(Stored items)
■ ■ ■ ■

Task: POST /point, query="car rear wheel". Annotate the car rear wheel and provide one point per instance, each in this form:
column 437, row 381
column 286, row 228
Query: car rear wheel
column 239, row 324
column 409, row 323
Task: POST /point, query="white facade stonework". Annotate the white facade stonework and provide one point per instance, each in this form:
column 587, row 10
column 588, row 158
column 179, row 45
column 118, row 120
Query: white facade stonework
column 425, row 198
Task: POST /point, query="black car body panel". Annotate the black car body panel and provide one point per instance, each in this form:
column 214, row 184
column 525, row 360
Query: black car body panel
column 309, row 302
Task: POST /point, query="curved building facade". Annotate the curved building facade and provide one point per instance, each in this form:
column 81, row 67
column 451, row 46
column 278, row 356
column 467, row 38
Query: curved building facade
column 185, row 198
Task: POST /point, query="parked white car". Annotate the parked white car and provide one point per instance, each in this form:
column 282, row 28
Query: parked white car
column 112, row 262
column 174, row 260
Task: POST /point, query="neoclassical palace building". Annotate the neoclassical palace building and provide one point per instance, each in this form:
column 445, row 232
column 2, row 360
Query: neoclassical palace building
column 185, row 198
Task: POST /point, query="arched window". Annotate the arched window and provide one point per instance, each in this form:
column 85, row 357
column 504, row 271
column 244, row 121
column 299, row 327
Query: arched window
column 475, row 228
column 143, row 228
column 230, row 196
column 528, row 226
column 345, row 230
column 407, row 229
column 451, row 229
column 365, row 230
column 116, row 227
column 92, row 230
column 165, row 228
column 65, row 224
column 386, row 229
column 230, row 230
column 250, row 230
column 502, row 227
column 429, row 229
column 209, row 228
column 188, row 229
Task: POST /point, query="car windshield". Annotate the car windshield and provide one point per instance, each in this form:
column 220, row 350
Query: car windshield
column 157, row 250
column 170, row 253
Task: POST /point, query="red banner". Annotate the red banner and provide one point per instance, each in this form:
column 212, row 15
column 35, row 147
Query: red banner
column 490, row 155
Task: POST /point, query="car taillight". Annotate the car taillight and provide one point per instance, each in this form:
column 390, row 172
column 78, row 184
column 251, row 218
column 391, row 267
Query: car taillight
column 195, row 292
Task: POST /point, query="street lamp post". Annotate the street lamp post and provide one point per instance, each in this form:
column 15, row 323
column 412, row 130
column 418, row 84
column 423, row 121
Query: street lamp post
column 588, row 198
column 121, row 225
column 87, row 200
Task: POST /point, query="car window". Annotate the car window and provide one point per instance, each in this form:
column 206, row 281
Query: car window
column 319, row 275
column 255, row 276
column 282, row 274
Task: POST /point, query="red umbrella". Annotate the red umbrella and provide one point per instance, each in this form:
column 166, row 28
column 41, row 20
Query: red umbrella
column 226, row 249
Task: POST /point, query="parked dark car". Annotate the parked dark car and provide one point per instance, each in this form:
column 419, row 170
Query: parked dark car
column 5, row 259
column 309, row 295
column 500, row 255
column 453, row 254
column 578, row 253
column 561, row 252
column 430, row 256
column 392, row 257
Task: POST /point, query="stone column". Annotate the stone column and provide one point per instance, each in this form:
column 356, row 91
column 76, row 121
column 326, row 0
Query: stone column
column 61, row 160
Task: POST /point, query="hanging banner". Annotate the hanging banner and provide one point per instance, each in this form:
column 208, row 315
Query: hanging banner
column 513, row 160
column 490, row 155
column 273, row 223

■ ■ ■ ■

**ASSIGNMENT**
Output each line exactly, from the first line of the data down to the line that contains "column 282, row 28", both included.

**RESULT FOR THIS TASK**
Task: POST /point, query="car rear wheel". Annotate the car rear wheel and provide one point per instance, each in this form:
column 437, row 381
column 286, row 228
Query: car rear wheel
column 239, row 324
column 409, row 323
Task: POST /point, query="white facade stonework". Annotate the white facade stonework and provide one point per instance, each in this form:
column 587, row 10
column 588, row 158
column 179, row 45
column 118, row 120
Query: white facade stonework
column 425, row 198
Task: POST /point, query="black car body panel". Annotate the black car body panel and provide one point per instance, each in this form:
column 214, row 184
column 525, row 360
Query: black car body panel
column 309, row 302
Task: POST /point, query="curved building facade". Annotate the curved building facade and provide one point per instance, each in this form:
column 81, row 67
column 451, row 46
column 278, row 356
column 467, row 38
Query: curved building facade
column 185, row 198
Task: POST /point, query="parked white car". Annotate the parked white car and provide one point per instance, each in this form:
column 282, row 28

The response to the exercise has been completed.